> **AIM**:
Rewrite the lines below with "green tree" swapped for "pine tree", keeping everything else the same.

> **EXCERPTED RECORDS**:
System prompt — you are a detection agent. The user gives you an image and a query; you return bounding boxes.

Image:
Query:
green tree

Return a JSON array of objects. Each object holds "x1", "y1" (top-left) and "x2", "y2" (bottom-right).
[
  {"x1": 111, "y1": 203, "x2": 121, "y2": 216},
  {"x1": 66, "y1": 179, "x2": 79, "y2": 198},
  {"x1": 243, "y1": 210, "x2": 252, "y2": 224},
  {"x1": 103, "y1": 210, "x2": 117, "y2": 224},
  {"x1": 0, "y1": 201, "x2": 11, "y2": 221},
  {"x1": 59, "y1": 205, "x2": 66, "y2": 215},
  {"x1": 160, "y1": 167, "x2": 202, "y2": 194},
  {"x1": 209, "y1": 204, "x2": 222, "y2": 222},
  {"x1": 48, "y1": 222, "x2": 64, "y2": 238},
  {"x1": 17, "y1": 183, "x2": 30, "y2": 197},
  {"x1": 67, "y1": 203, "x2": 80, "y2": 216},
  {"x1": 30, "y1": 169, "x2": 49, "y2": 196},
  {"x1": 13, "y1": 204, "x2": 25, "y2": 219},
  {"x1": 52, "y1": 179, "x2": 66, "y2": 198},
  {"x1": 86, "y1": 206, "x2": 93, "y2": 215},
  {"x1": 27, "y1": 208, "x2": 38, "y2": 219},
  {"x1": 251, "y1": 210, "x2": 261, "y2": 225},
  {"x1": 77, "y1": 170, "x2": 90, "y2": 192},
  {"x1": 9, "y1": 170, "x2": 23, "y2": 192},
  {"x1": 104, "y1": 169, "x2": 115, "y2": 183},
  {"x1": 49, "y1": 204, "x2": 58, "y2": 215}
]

> **ANSWER TO THE EXERCISE**:
System prompt — you are a detection agent. The user gives you an image and a query; you return bounding boxes.

Image:
Query:
pine tree

Return a JSON array of objects. Each object holds "x1", "y1" (top-left) and "x2", "y2" (bottom-right).
[
  {"x1": 111, "y1": 203, "x2": 121, "y2": 216},
  {"x1": 66, "y1": 179, "x2": 79, "y2": 198},
  {"x1": 243, "y1": 210, "x2": 252, "y2": 224},
  {"x1": 103, "y1": 210, "x2": 117, "y2": 224},
  {"x1": 0, "y1": 201, "x2": 11, "y2": 221},
  {"x1": 59, "y1": 205, "x2": 66, "y2": 215},
  {"x1": 160, "y1": 167, "x2": 202, "y2": 194},
  {"x1": 209, "y1": 204, "x2": 222, "y2": 222},
  {"x1": 48, "y1": 222, "x2": 64, "y2": 238},
  {"x1": 17, "y1": 183, "x2": 30, "y2": 197},
  {"x1": 67, "y1": 203, "x2": 80, "y2": 216},
  {"x1": 30, "y1": 169, "x2": 49, "y2": 196},
  {"x1": 13, "y1": 204, "x2": 25, "y2": 219},
  {"x1": 52, "y1": 179, "x2": 66, "y2": 198},
  {"x1": 86, "y1": 206, "x2": 93, "y2": 215},
  {"x1": 27, "y1": 208, "x2": 38, "y2": 219},
  {"x1": 251, "y1": 210, "x2": 261, "y2": 225},
  {"x1": 77, "y1": 170, "x2": 90, "y2": 192},
  {"x1": 9, "y1": 170, "x2": 23, "y2": 192},
  {"x1": 104, "y1": 169, "x2": 115, "y2": 183},
  {"x1": 49, "y1": 204, "x2": 58, "y2": 215}
]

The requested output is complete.